Using the records below, filter for lines that contain the string "ceremonial" and copy them out.

-- Exercise material follows --

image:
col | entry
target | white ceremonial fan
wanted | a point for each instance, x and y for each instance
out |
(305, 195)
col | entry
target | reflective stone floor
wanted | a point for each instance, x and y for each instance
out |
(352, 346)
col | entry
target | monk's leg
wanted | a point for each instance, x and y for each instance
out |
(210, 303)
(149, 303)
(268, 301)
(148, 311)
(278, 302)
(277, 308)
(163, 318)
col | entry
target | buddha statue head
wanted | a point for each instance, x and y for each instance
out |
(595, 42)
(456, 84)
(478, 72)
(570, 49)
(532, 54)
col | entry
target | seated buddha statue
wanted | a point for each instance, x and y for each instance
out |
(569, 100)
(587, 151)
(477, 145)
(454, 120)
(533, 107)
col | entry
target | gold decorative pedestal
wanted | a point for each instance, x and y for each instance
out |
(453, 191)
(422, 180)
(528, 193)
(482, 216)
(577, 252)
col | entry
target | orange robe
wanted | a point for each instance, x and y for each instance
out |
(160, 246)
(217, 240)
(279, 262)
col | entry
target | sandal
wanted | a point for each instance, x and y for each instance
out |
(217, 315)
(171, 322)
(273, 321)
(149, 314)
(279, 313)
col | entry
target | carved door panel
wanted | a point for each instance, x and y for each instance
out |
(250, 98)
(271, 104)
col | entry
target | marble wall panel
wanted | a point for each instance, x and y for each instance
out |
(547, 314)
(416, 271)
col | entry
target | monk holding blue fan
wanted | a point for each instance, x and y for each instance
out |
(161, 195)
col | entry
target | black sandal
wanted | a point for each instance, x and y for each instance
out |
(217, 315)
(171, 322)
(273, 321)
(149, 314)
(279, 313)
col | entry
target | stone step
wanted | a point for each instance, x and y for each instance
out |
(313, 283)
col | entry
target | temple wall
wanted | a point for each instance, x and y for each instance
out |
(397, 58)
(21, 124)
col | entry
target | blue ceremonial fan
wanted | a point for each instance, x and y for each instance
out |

-- Exercise material concluded --

Exercise result >>
target | white ceremonial fan
target | blue ceremonial fan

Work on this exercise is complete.